Task material:

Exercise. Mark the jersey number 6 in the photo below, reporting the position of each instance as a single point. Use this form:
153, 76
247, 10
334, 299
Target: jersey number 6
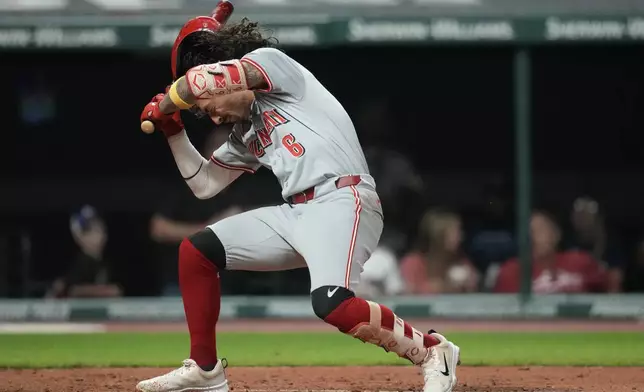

Exercise task:
Reproduce all of the material above line for line, leaving out the picture.

Finished answer:
Exercise. Mark the jersey number 6 in the photo below, reporting the position of each instance as a single point. Use this form:
153, 76
247, 10
334, 299
Target: jersey number 6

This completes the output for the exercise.